### To be done:
Can you pull every line of the listing below out word for word, leaving the pictures out of your answer?

Entries from a point annotation set
--- START ---
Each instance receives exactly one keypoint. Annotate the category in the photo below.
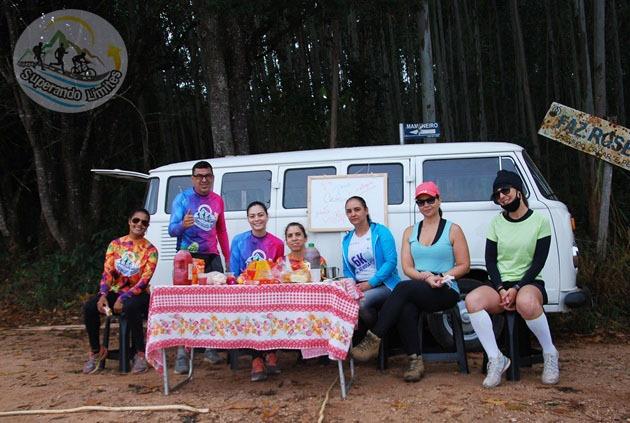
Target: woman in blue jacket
(369, 257)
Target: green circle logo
(70, 61)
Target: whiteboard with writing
(327, 197)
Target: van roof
(335, 154)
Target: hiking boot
(181, 362)
(139, 364)
(95, 361)
(367, 349)
(415, 369)
(259, 372)
(212, 356)
(551, 371)
(496, 367)
(271, 362)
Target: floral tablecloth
(316, 318)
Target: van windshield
(541, 183)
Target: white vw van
(464, 173)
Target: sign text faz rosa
(588, 133)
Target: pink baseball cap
(428, 188)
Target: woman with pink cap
(434, 254)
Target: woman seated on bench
(124, 288)
(434, 253)
(517, 246)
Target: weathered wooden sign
(587, 133)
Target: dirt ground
(41, 369)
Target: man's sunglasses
(207, 176)
(504, 191)
(429, 201)
(137, 220)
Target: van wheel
(442, 330)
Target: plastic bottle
(181, 263)
(312, 257)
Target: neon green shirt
(516, 243)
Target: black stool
(125, 350)
(516, 342)
(459, 355)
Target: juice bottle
(311, 255)
(180, 267)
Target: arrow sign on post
(588, 133)
(418, 131)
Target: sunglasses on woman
(137, 220)
(429, 201)
(504, 191)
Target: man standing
(198, 222)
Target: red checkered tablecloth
(316, 318)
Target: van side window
(296, 185)
(150, 196)
(462, 179)
(238, 189)
(542, 184)
(175, 185)
(395, 187)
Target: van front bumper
(578, 299)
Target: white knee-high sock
(540, 328)
(482, 324)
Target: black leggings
(403, 308)
(134, 308)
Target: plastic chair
(459, 355)
(125, 350)
(516, 342)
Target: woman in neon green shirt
(517, 246)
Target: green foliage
(57, 280)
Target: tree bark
(426, 60)
(523, 76)
(239, 86)
(599, 53)
(214, 67)
(465, 103)
(483, 125)
(334, 78)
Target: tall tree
(216, 76)
(426, 65)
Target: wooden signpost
(588, 133)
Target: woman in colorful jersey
(124, 288)
(434, 254)
(295, 236)
(369, 257)
(517, 246)
(253, 245)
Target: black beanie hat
(505, 178)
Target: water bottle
(181, 264)
(312, 257)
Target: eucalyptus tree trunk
(394, 72)
(599, 53)
(240, 76)
(616, 56)
(587, 163)
(426, 60)
(217, 78)
(523, 77)
(34, 122)
(483, 125)
(334, 78)
(461, 59)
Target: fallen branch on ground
(104, 408)
(323, 407)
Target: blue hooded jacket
(385, 257)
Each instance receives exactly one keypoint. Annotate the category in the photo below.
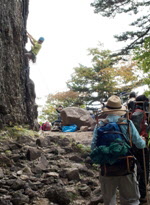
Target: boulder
(78, 116)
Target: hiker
(35, 48)
(46, 126)
(126, 183)
(57, 124)
(131, 103)
(141, 122)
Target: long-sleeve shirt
(136, 139)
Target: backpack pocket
(124, 166)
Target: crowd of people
(132, 184)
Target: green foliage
(102, 79)
(65, 99)
(112, 8)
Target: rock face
(17, 95)
(78, 116)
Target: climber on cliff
(36, 46)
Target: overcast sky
(69, 27)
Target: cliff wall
(17, 95)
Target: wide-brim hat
(114, 106)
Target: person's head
(41, 40)
(59, 109)
(114, 106)
(141, 99)
(132, 95)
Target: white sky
(69, 27)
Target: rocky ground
(48, 170)
(53, 169)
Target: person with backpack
(46, 126)
(140, 120)
(117, 168)
(36, 46)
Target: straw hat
(114, 106)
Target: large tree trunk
(17, 95)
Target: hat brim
(120, 112)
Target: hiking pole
(145, 176)
(130, 137)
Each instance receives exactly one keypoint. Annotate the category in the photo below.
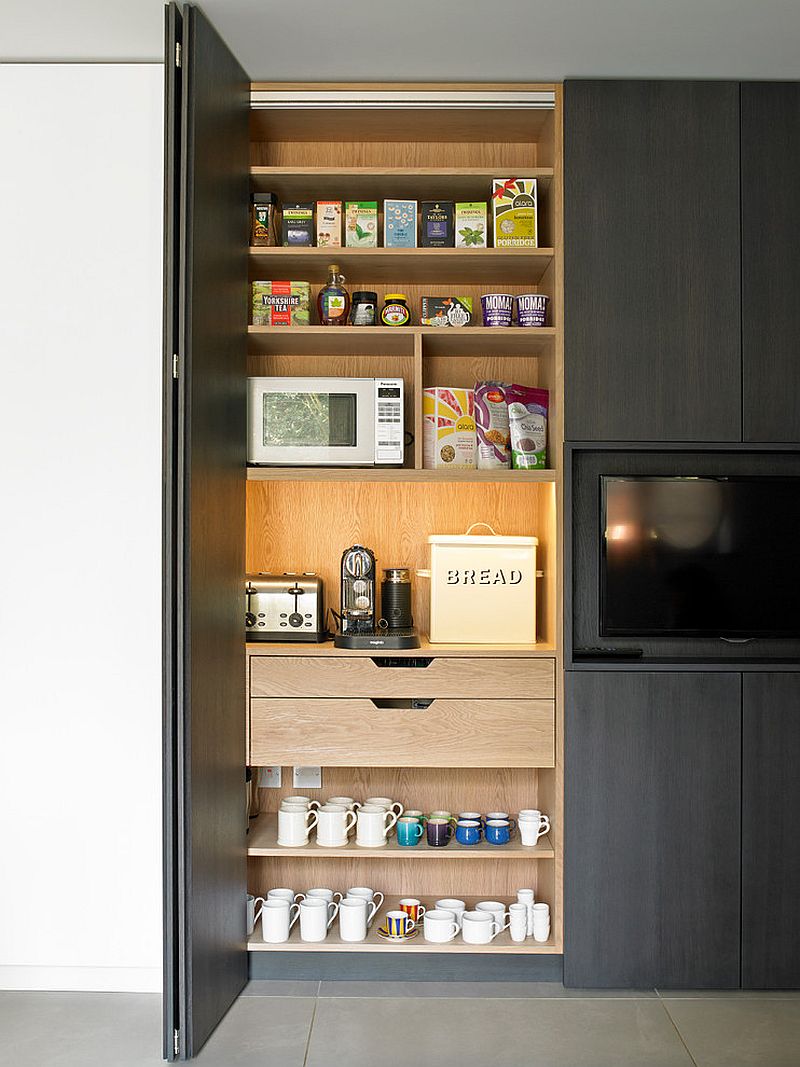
--- END ---
### Solution:
Each instance receives exactly one keypoint. Annotate the category in the photo below.
Target: woman in blue jacket
(369, 257)
Target: green circle logo
(70, 61)
Target: whiteboard with writing
(327, 197)
Target: van roof
(335, 154)
Target: hiking boot
(181, 362)
(139, 364)
(95, 361)
(367, 349)
(415, 369)
(259, 372)
(212, 356)
(551, 371)
(496, 367)
(271, 362)
Target: floral tablecloth
(316, 318)
Target: van windshield
(541, 183)
Target: white vw van
(464, 173)
Target: sign text faz rosa
(588, 133)
Target: pink baseball cap
(428, 188)
Target: woman with pink cap
(434, 254)
Target: woman seated on bench
(124, 288)
(434, 253)
(517, 246)
Target: weathered wooden sign
(587, 133)
Target: dirt ground
(41, 369)
Target: man's sunglasses
(207, 176)
(504, 191)
(429, 201)
(137, 220)
Target: van wheel
(442, 330)
Target: plastic bottle
(181, 263)
(312, 257)
Target: neon green shirt
(516, 243)
Target: black stool
(125, 350)
(516, 342)
(459, 355)
Target: juice bottle
(311, 255)
(180, 267)
Target: arrow sign on post
(588, 133)
(418, 131)
Target: sunglasses on woman
(137, 220)
(429, 201)
(504, 191)
Target: man standing
(198, 222)
Target: red checkered tablecloth
(316, 318)
Target: van side window
(296, 185)
(150, 196)
(462, 179)
(238, 189)
(542, 184)
(175, 185)
(395, 187)
Target: van front bumper
(578, 299)
Target: white knee-high sock
(540, 328)
(482, 324)
Target: black leggings
(403, 308)
(134, 308)
Target: plastic chair
(459, 355)
(125, 350)
(516, 342)
Target: woman in neon green shirt
(517, 246)
Target: green foliage
(57, 280)
Target: tree bark
(426, 60)
(523, 76)
(239, 86)
(599, 53)
(214, 67)
(465, 103)
(483, 125)
(334, 78)
Target: tall tree
(216, 76)
(426, 65)
Target: wooden signpost
(588, 133)
Target: woman in colorful jersey
(124, 288)
(434, 254)
(295, 236)
(369, 257)
(517, 246)
(253, 245)
Target: black beanie hat
(505, 178)
Target: water bottle
(181, 264)
(312, 257)
Target: eucalyptus tree trunk
(394, 72)
(599, 53)
(240, 76)
(616, 56)
(587, 163)
(426, 60)
(217, 78)
(523, 77)
(34, 122)
(483, 125)
(334, 78)
(461, 59)
Target: fallen branch on ground
(104, 408)
(323, 407)
Target: blue hooded jacket
(385, 257)
Each instance receives exactly one keypoint. Annotate the category in the photo below.
Target: boulder
(78, 116)
Target: hiker
(35, 48)
(46, 126)
(126, 183)
(57, 124)
(131, 103)
(141, 122)
Target: long-sleeve shirt
(136, 139)
Target: backpack pocket
(124, 166)
Target: crowd of people
(132, 184)
Target: green foliage
(102, 79)
(65, 99)
(112, 8)
Target: rock face
(17, 95)
(78, 116)
Target: climber on cliff
(36, 46)
Target: overcast sky
(69, 27)
Target: cliff wall
(17, 95)
Target: wide-brim hat
(114, 106)
Target: person's head
(41, 40)
(59, 109)
(114, 106)
(141, 99)
(132, 95)
Target: white sky
(69, 27)
Target: rocky ground
(48, 170)
(53, 169)
Target: person with backpack
(46, 126)
(140, 120)
(117, 168)
(36, 46)
Target: straw hat
(114, 106)
Target: large tree trunk
(17, 95)
Target: hat brim
(120, 112)
Target: hiking pole
(145, 176)
(130, 137)
Each instance receives exactly one keypoint. Annotate the category in the photo below.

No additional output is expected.